Extract to read –
Open Mic Attendees at AAANY

Open Mic Attendees at AAANY

Open Mic Attendees at AAANY

Open Mic Attendees at AAANY

Staff Member LOVE at AAANY open mic launch

Sharing stories at AANY open mic

Sharing stories at AANY open mic

The Khayamiya Monument is an alternate war monument that was created in collaboration with African and Arab female im/migrants and female U.S. veterans critical of their time in combat in Iraq. It is a severed tent inscribed with their writings and has been used to activate community-led open mics that are safe spaces for sharing traumatic stories. By bringing the stories of all these women together, it stands as a critique of the myth that militarism could liberate anyone, through a feminist lens.

Supplied information –
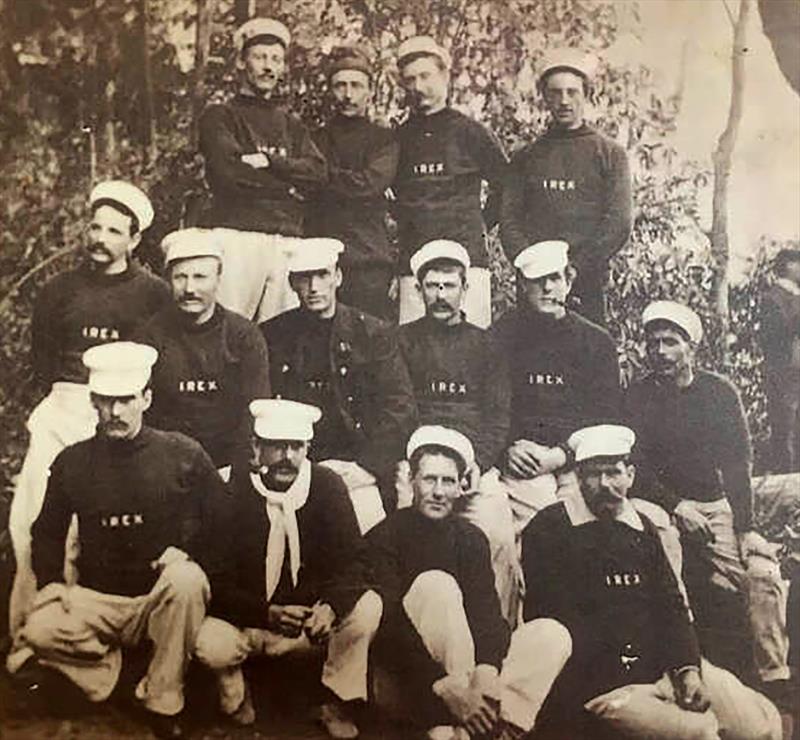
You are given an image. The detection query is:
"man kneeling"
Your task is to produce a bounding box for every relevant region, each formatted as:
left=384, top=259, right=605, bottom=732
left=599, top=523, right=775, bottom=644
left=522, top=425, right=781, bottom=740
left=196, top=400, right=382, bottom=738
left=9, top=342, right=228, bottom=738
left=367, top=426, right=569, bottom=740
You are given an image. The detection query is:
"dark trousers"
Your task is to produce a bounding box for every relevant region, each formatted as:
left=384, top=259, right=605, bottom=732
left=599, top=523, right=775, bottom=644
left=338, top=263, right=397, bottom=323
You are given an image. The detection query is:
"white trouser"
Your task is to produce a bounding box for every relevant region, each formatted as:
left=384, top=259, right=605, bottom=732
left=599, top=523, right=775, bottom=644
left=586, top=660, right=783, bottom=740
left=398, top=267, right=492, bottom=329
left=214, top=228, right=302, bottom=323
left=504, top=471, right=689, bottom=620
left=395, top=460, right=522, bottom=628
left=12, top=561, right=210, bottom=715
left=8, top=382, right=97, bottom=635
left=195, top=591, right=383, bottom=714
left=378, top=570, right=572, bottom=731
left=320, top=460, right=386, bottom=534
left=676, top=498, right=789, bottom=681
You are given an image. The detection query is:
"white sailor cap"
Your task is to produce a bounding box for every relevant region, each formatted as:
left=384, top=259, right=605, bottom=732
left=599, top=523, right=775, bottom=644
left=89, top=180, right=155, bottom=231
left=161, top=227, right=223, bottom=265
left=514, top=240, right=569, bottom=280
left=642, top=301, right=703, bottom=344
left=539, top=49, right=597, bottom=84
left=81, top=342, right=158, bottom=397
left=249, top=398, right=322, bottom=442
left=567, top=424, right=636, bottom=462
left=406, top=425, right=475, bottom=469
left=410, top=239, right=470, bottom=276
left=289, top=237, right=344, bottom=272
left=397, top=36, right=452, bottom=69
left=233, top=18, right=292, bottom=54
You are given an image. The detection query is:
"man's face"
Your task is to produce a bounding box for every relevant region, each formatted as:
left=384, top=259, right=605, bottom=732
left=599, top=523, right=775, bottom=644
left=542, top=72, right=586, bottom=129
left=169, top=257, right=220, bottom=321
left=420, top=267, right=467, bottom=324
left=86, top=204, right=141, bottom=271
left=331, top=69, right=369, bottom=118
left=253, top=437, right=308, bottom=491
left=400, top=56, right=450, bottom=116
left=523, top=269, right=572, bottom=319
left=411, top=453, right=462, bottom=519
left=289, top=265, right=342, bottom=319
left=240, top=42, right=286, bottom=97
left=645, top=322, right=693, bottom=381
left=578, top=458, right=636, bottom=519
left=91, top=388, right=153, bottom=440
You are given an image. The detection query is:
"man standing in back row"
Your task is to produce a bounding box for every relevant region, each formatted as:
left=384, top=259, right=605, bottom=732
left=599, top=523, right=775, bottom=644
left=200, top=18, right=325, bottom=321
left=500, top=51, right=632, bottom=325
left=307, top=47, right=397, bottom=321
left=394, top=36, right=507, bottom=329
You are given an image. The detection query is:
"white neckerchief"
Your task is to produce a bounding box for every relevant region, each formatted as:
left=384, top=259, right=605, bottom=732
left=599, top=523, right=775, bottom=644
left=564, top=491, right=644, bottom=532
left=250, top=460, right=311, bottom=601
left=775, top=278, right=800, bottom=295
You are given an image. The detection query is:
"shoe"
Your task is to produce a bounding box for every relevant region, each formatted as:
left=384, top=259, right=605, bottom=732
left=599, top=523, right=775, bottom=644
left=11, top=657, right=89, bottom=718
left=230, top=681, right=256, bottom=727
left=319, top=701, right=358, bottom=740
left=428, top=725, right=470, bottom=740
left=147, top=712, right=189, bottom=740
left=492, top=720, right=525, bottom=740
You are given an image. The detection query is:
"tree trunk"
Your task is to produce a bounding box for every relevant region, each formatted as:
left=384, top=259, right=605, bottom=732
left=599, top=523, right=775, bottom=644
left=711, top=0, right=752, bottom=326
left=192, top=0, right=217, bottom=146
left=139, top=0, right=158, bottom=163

What you will do –
1 - Can you reproduce the Khayamiya Monument text starting at "Staff Member LOVE" and ending at "a feminist lens."?
2 - Do these statements agree with the Khayamiya Monument text? Answer yes or no for each, quoting the words that decide it: (a) The monument was created in collaboration with female U.S. veterans. (b) The monument is a standing stone pillar. (c) The open mics it has been used to activate are led by the military.
3 - In the Khayamiya Monument text, what is the severed tent inscribed with?
The material after the text is separate from it.

Results for the exercise –
1 -
Staff Member LOVE at AAANY open mic launch

Sharing stories at AANY open mic

Sharing stories at AANY open mic

The Khayamiya Monument is an alternate war monument that was created in collaboration with African and Arab female im/migrants and female U.S. veterans critical of their time in combat in Iraq. It is a severed tent inscribed with their writings and has been used to activate community-led open mics that are safe spaces for sharing traumatic stories. By bringing the stories of all these women together, it stands as a critique of the myth that militarism could liberate anyone, through a feminist lens.

2 -
(a) Yes: "created in collaboration with African and Arab female im/migrants and female U.S. veterans critical of their time in combat in Iraq."
(b) No: "It is a severed tent inscribed with their writings."
(c) No: "has been used to activate community-led open mics that are safe spaces for sharing traumatic stories."

3 - It is inscribed with the writings of the African and Arab female im/migrants and female U.S. veterans who collaborated on it.